Exercise | In the comment thread below, what main scientific element did coauthors feel was missing?

Text extract |
Closed teixeirak closed 3 years ago

teixeirak commented 3 years ago

The main scientific element that coauthors felt was missing is inclusion of drought.

From Loïc:

see issue #61

From Justin:

My big picture feedback is similar to Loic's in that it is drought focused. I think there are two drought components missing, one is the summer drought which it seems you all are thinking through. To add to this discussion, I will add that radial growth in the eastern US show pervasive drought legacies (paper attached) in growth mainly due to late season drought. So it may not only be that spring temp and summer temp are linked during the current year but also that autumn drought could have an impact the following year and may weaken the response to spring temperature, if that makes sense. Interestingly, other phenology responses at least at MMSF do not seem to have these legacies so this could be one possible contribution to the disconnect (2nd paper attached). The 2nd point that came to mind was when talking about warming springs in the future. At some point those warmer temps will increase water demand so one would expect an offset to the benefit of warmer spring temps at some point, right?

Neil also mentioned need to consider drought.

my follow-up question:

Do we think it’s sufficient to discuss drought, or do we feel that additional analysis is needed? Cameron did try a drought analysis on the dendro band data at one point (https://github.com/EcoClimLab/growth_phenology/issues/27), but we didn’t see much of a signal, and we dropped the idea. With the limited number of years with dendro band data, I don’t see how we could include drought in addition to spring temperatures without over-fitting, but I’d love to hear any clever ideas for bringing drought into that analysis. We could of course test for effects of both in the tree ring analysis, and that might be worth doing.

Stored rows |
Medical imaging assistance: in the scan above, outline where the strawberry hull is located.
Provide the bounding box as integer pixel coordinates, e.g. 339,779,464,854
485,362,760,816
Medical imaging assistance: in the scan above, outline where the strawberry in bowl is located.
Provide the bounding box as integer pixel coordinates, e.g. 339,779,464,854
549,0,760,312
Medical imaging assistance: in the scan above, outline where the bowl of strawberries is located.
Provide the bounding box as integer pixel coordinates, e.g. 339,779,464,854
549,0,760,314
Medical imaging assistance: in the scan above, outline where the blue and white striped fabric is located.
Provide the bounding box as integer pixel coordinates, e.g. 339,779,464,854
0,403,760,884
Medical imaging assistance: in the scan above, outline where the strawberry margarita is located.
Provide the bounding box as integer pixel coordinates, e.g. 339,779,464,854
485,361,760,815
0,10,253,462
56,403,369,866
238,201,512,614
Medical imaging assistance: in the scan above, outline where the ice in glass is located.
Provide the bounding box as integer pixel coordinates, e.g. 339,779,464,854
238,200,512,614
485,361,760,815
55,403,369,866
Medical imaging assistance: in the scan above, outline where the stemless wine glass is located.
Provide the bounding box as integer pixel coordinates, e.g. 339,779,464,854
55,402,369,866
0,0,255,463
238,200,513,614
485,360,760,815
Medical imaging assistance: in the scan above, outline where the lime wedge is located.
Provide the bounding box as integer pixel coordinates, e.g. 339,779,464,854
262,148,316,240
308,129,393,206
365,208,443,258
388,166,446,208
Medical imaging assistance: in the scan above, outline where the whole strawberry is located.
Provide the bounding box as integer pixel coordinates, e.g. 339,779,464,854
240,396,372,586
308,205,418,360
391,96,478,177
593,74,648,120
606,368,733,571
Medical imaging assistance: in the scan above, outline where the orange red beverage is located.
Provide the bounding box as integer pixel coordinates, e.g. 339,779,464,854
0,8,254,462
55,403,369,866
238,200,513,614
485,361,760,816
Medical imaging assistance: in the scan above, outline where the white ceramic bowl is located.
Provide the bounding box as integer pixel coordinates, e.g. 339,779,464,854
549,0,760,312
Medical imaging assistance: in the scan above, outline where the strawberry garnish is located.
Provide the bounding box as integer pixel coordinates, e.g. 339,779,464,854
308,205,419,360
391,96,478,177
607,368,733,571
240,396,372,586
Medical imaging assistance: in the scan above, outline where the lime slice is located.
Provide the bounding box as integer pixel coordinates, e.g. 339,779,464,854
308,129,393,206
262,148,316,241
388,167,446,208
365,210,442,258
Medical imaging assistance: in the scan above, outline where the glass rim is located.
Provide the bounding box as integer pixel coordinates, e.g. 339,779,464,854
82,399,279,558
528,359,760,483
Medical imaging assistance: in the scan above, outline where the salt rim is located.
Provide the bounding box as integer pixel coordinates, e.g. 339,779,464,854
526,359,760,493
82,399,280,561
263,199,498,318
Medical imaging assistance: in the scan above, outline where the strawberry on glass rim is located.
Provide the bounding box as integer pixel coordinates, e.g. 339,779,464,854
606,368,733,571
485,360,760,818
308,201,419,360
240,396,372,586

...

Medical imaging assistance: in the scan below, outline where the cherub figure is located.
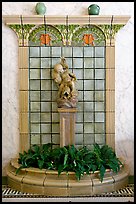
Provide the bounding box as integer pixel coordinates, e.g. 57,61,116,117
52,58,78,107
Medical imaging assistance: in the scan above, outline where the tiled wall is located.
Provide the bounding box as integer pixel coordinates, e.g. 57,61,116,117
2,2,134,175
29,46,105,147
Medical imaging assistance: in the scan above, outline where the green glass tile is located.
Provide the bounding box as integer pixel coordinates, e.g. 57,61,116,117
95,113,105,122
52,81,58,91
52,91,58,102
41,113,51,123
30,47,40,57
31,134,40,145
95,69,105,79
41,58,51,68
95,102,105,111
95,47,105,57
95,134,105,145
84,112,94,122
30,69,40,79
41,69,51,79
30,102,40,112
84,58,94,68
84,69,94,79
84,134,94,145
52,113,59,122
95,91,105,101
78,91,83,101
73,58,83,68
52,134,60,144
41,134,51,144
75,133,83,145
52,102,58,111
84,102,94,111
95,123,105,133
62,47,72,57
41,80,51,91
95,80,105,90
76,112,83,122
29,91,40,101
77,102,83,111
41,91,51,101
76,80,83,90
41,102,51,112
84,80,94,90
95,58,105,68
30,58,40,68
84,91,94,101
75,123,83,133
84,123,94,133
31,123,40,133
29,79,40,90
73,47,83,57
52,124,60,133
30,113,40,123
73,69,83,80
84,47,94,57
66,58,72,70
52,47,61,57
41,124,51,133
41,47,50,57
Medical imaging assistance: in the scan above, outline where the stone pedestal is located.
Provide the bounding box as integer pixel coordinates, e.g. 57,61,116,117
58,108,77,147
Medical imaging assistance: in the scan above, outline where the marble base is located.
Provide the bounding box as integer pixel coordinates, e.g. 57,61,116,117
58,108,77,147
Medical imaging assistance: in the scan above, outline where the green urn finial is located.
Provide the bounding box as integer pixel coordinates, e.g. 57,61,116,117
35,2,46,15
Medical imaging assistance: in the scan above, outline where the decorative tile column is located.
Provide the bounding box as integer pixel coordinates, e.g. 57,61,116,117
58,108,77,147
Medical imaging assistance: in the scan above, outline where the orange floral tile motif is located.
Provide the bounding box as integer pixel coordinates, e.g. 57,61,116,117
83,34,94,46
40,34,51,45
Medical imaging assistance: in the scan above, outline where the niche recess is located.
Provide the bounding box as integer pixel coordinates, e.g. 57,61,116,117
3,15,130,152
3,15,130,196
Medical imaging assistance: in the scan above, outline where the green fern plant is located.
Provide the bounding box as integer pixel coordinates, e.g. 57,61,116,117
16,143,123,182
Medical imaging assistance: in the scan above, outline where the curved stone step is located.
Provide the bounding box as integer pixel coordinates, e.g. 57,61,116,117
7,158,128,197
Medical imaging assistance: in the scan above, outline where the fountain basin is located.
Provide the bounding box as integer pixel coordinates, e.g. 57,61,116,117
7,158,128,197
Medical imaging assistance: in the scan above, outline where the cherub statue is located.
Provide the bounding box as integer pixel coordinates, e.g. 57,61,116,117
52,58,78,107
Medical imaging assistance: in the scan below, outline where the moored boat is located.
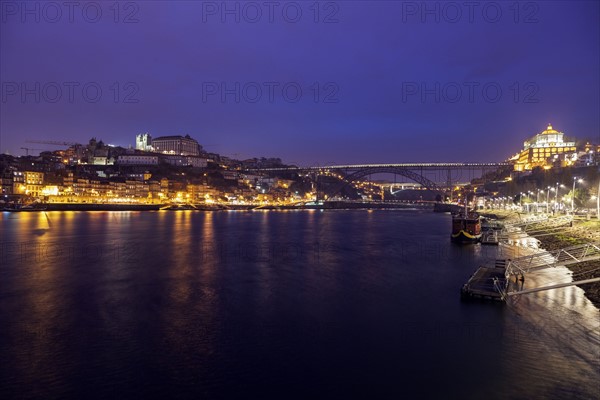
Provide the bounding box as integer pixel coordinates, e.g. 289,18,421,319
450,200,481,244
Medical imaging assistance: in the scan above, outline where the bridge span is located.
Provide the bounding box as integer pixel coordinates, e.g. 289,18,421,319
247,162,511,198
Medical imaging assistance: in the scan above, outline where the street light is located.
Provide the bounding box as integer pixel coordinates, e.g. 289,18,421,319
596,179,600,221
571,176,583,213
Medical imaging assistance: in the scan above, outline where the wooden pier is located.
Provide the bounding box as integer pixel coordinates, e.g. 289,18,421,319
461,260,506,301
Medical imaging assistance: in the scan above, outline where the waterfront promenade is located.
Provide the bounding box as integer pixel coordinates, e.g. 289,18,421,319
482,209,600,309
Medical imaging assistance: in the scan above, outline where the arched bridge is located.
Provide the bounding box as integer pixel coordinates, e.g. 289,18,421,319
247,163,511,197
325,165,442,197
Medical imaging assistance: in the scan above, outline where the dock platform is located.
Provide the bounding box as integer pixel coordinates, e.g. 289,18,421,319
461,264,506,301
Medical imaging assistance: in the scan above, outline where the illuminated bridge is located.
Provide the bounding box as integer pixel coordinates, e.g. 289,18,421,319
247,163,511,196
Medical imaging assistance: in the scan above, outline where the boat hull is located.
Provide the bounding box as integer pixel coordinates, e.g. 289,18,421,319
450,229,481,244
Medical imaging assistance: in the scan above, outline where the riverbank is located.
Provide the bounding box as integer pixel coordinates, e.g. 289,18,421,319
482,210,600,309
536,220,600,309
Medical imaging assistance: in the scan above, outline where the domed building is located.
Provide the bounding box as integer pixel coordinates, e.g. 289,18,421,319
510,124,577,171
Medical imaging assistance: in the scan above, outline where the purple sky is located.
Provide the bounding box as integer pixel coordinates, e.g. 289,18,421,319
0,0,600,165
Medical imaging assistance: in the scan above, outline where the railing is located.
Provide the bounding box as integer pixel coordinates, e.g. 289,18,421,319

Output for this exercise | Inclusion of drought.